## WHAT THE TASK REQUIRES
Every entry must be printed again exactly, with nothing left out.

[Point-per-instance localization data]
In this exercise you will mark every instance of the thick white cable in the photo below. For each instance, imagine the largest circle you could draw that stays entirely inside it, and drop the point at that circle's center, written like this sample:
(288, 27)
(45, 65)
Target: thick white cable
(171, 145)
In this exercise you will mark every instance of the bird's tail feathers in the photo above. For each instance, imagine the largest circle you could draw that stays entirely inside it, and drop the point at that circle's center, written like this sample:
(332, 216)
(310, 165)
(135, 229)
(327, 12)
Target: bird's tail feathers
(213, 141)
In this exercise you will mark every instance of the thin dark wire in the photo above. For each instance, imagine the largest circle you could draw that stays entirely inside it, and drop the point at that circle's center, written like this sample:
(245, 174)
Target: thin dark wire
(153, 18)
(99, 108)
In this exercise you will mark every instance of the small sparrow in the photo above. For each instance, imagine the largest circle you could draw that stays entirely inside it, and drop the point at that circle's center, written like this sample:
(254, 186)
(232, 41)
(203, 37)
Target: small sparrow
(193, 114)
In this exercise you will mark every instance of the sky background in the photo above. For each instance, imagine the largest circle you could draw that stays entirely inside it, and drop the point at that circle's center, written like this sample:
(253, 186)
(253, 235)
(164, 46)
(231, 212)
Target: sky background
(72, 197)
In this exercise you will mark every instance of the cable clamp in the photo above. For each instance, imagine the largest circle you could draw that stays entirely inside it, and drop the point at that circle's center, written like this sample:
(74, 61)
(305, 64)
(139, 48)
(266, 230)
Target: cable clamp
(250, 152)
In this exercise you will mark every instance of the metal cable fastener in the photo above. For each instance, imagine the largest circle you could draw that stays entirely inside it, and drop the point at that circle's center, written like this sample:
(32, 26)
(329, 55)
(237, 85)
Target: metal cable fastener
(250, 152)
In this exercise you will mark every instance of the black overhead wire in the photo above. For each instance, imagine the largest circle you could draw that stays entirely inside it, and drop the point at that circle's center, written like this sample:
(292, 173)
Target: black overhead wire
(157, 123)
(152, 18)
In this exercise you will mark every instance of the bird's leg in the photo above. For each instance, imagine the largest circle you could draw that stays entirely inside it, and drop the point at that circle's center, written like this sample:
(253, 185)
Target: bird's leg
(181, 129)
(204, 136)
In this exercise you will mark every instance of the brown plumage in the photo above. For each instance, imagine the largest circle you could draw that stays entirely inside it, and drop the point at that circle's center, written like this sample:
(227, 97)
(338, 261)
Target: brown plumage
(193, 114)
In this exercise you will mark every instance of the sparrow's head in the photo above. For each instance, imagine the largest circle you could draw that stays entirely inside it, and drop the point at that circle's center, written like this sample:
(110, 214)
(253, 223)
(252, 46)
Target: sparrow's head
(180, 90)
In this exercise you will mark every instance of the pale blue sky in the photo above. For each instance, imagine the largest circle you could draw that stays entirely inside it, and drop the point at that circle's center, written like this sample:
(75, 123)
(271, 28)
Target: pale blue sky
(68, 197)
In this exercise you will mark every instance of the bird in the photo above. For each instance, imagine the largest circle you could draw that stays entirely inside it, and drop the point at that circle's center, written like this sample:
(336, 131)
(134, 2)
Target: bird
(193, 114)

## WRITTEN RESPONSE
In this exercise you will mark every instance of the thick white cable in the photo below. For each instance, imagine the largest circle you could draw that stays entirely inside it, and drop the point at that circle's center, written like this sample:
(288, 27)
(45, 65)
Target: thick white cable
(171, 145)
In this exercise you will mark every instance of the bird's tail feathers in the photo above. For each instance, imagine the largest circle you could draw that stays entirely inside it, and drop the point at that circle's center, written like this sample:
(332, 216)
(310, 165)
(135, 229)
(327, 12)
Target: bird's tail feathers
(213, 141)
In this exercise you will mark every instance of the thin dark wire in the photo above. For each instance, imagine the largest circle you could draw that stays entirely inside it, and drop the point at that circle's center, written like this sample:
(245, 174)
Target: thin dark wire
(153, 18)
(99, 108)
In this exercise you will mark every instance of the small sparrow in the photo above. For each instance, imagine the largest circle you could draw that stays entirely inside it, and drop the point at that circle's center, written like this sample:
(254, 186)
(232, 41)
(203, 37)
Target: small sparrow
(193, 114)
In this exercise you will mark every instance of the sky background in the photo above. For each instance, imagine the largest circle you could draw that stays entirely inside it, and drop the point at that circle's center, written like this sample:
(253, 186)
(253, 235)
(164, 46)
(231, 212)
Target: sky background
(72, 197)
In this exercise you will mark every instance of the cable clamp in the photo above. For each instance, imagine the largest circle you could draw that stays entirely inside it, and drop the point at that circle's center, written like this sample:
(74, 61)
(305, 64)
(139, 48)
(266, 230)
Target: cable clamp
(250, 152)
In this exercise you will mark every instance of the metal cable fastener in the photo above. For each instance, imagine the largest circle you could draw that stays entirely inside it, and drop the point at that circle's center, written like this sample:
(32, 26)
(329, 55)
(237, 85)
Target: metal cable fastener
(250, 152)
In this exercise you will mark every instance of the black overhead wire in the photo above. For each instance, imagine the largest circle you could draw that stays entirely inside it, and drop the point at that circle's center, written like this sample:
(292, 173)
Target: black overhead wire
(157, 123)
(152, 18)
In this exercise you will mark every instance of the bird's leg in the photo above. For each instance, imagine the largest circle you could draw that stays entirely inside it, and drop the point at that circle's center, written like this sample:
(253, 185)
Target: bird's leg
(181, 129)
(204, 136)
In this exercise you will mark every instance of the brown plumage in the photo above. For each instance, imagine the largest circle you could draw that stays entirely inside it, and drop the point at that circle's center, written like this sample:
(227, 97)
(338, 261)
Target: brown plumage
(193, 114)
In this exercise you will mark every instance of the sparrow's head in the photo above. For each instance, imagine the largest circle you could draw that stays entirely inside it, and drop the point at that circle's center, written like this sample:
(110, 214)
(253, 223)
(252, 46)
Target: sparrow's head
(180, 90)
In this exercise you will mark every instance of the pale blue sky in the photo above. For each instance, imagine the largest circle you could draw that stays entirely inside it, and drop the point at that circle's center, written like this sample:
(75, 123)
(271, 28)
Target: pale blue sky
(68, 197)
In this exercise you will mark every instance of the bird in the photo above. For each instance, imagine the largest circle you could draw that stays entirely inside it, and drop the point at that circle's center, written like this sample:
(336, 131)
(134, 2)
Target: bird
(193, 114)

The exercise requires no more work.